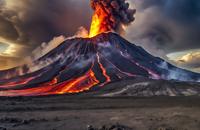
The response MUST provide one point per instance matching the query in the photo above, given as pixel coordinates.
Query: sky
(166, 28)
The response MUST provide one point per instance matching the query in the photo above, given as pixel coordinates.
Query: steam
(117, 13)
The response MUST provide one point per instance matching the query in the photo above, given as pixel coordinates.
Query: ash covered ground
(68, 112)
(106, 109)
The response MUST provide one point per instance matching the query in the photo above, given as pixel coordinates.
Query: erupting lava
(82, 63)
(97, 25)
(110, 15)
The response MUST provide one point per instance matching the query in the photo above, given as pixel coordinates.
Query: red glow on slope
(98, 26)
(103, 70)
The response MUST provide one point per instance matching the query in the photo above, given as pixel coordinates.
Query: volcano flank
(82, 64)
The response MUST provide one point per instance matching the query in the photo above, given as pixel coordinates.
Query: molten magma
(75, 85)
(98, 24)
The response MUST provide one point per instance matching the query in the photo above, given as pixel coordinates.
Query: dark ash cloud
(167, 25)
(32, 22)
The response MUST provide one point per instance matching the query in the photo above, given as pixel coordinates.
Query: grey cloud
(168, 25)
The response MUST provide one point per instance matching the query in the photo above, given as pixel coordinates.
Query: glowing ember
(97, 25)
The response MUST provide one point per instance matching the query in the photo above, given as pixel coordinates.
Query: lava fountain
(110, 15)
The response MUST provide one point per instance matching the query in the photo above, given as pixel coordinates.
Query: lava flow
(110, 15)
(79, 64)
(97, 25)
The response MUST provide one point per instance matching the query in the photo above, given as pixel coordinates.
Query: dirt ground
(76, 113)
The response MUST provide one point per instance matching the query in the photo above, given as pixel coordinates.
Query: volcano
(81, 64)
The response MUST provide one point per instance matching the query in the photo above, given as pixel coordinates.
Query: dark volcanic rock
(79, 64)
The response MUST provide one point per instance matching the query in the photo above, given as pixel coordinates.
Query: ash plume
(117, 13)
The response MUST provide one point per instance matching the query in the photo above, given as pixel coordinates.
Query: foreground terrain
(68, 112)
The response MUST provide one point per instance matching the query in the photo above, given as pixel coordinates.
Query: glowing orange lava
(103, 71)
(98, 26)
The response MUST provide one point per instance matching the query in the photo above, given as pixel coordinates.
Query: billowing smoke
(117, 13)
(176, 74)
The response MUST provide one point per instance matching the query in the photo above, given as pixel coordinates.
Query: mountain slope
(79, 64)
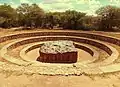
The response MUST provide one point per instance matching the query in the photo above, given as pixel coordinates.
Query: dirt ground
(35, 80)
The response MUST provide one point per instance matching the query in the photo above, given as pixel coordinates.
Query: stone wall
(68, 57)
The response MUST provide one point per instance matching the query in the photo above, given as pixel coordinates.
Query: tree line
(32, 16)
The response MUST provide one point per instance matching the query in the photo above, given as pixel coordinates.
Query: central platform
(61, 51)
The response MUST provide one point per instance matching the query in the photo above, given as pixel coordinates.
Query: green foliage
(8, 16)
(110, 17)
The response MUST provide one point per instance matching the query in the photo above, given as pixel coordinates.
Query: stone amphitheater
(16, 50)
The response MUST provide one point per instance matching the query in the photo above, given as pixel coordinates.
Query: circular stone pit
(96, 40)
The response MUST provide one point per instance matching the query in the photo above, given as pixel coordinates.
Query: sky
(87, 6)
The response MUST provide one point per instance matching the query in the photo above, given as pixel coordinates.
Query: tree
(110, 17)
(30, 15)
(8, 16)
(72, 19)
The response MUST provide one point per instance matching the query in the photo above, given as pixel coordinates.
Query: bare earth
(15, 80)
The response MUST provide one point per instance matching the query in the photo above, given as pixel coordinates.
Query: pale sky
(88, 6)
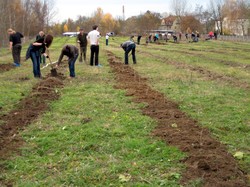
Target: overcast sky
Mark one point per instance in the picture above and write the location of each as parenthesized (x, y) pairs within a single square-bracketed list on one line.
[(73, 8)]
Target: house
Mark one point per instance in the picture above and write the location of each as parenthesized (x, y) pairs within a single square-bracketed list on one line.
[(239, 27)]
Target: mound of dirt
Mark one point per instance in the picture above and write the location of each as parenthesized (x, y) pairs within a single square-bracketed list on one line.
[(28, 110), (207, 159), (6, 67)]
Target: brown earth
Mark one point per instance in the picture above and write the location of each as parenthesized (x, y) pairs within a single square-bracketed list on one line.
[(206, 73), (27, 110), (207, 158), (6, 67)]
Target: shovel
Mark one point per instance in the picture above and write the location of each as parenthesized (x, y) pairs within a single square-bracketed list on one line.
[(53, 70)]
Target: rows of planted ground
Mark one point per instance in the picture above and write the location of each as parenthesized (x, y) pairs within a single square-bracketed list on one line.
[(95, 135)]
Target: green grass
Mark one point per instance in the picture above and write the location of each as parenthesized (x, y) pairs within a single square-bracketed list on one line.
[(96, 136)]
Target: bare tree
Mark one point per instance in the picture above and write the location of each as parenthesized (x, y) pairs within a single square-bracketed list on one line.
[(179, 7), (217, 13)]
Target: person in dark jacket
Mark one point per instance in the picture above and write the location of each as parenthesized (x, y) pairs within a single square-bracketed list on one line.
[(39, 36), (82, 40), (35, 50), (72, 53), (127, 47), (15, 46)]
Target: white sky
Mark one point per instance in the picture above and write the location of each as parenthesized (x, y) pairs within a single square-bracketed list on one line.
[(72, 8)]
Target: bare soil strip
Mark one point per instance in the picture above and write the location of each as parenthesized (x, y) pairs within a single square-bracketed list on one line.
[(206, 73), (208, 57), (207, 158), (27, 111)]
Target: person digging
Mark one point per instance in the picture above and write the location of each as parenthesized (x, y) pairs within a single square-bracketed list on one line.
[(72, 53), (127, 47), (35, 50)]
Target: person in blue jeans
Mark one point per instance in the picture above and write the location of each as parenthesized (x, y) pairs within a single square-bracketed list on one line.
[(34, 52), (72, 52), (127, 47), (15, 46)]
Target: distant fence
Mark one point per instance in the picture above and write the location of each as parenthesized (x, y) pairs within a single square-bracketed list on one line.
[(234, 38)]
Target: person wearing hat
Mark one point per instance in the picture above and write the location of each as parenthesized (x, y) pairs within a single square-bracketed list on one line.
[(15, 46), (82, 40), (35, 50), (127, 47), (39, 36), (72, 53), (93, 37)]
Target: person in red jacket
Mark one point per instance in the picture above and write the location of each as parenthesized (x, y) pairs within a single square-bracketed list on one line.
[(72, 53)]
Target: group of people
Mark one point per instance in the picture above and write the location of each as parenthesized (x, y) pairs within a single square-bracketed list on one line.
[(38, 50)]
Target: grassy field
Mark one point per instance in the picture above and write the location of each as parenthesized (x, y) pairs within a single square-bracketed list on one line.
[(94, 135)]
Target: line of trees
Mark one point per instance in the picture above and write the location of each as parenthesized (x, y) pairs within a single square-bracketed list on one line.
[(31, 16), (25, 16)]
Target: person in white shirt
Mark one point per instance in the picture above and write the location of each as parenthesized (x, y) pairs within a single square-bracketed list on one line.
[(93, 38), (107, 39)]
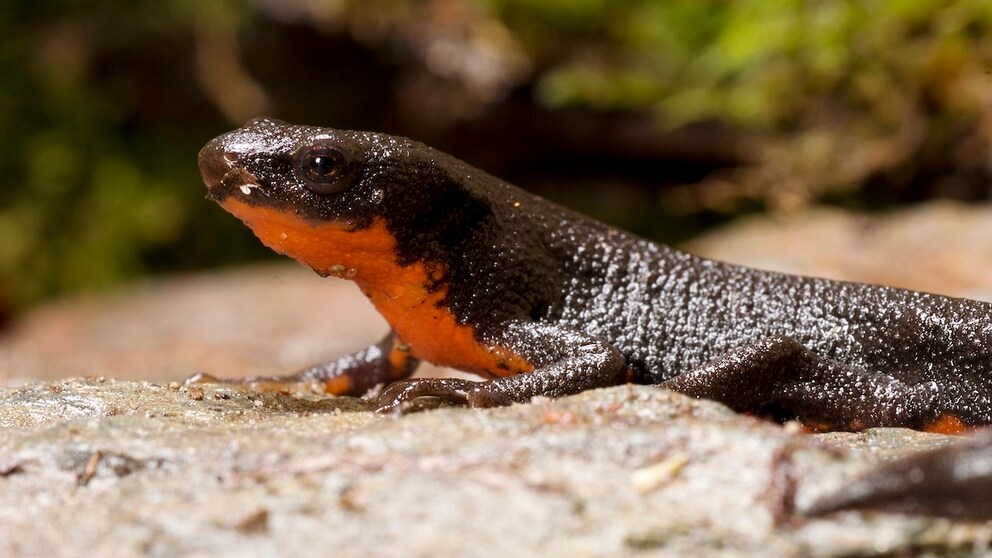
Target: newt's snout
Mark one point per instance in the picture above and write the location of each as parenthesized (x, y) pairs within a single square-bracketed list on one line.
[(213, 165)]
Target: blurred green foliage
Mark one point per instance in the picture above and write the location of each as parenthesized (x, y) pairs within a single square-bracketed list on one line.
[(103, 106)]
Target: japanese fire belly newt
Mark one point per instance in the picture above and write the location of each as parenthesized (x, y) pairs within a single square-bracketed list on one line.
[(473, 273)]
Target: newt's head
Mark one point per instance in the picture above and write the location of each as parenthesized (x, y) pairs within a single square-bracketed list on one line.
[(319, 174), (341, 200)]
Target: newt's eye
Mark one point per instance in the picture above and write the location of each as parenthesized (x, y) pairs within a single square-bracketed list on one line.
[(324, 168)]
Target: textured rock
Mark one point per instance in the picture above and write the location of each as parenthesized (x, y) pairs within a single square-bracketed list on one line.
[(118, 468)]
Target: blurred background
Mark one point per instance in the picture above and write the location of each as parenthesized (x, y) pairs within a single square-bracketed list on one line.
[(665, 117)]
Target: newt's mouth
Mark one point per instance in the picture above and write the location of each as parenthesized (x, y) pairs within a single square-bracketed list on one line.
[(220, 174)]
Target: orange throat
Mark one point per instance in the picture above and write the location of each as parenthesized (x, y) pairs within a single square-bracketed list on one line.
[(367, 256)]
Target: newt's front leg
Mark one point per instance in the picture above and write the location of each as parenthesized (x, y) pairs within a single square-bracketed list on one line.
[(565, 362), (355, 374)]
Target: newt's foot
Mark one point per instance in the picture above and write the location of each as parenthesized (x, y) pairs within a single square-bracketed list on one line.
[(410, 396), (285, 385)]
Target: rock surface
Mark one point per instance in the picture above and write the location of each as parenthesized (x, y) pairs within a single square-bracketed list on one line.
[(121, 468)]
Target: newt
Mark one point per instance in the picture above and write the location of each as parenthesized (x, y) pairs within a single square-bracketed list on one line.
[(476, 274)]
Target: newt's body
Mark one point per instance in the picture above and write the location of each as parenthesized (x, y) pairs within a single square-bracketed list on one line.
[(473, 273)]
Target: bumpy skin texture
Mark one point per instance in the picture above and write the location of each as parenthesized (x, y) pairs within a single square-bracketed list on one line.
[(474, 273)]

» **TASK DIRECTIONS**: Keep to the stretch from the line containing "Query: pale sky" through the line containing "Target: mound of dirt", both ends included, and copy it exactly from the listing above, minus the pictures.

» **REPLY**:
Query: pale sky
(88, 6)
Target: overcast sky
Mark one point per instance in the picture above and write the location of each as parenthesized (x, y) pairs within a single square-bracketed list on one line.
[(73, 8)]
Target: house
Mark one point per instance in the picture above and write the location of each as parenthesized (x, y) pairs within a single square-bracketed list on one line.
[(239, 27)]
Target: mound of dirt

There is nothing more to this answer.